"""

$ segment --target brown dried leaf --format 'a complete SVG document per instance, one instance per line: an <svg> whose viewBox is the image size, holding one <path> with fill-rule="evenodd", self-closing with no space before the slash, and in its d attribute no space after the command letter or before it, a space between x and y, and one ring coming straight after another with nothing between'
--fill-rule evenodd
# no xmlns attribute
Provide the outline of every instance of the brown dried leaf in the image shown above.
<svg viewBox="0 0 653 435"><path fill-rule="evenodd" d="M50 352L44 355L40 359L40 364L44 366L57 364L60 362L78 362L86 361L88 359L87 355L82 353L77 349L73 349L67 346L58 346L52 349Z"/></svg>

"""

**WHAT YOU SHOULD DO**
Please quote every record above exactly as it appears.

**ANSWER TO THE TASK**
$ segment --target brown dried leaf --format 'a complete SVG document per instance, one instance per line: an <svg> whose viewBox is the image size, holding one <path> with fill-rule="evenodd", self-closing with no space before the slash, and in its d attribute no space after the command letter or before it, a space between x and y, and one ring coming straight after another with nothing between'
--fill-rule evenodd
# no xmlns attribute
Provide the outline of every instance of the brown dried leaf in the image shown above.
<svg viewBox="0 0 653 435"><path fill-rule="evenodd" d="M50 352L44 355L40 359L40 364L44 366L57 364L60 362L78 362L86 361L88 359L87 355L82 353L77 349L73 349L67 346L58 346L52 349Z"/></svg>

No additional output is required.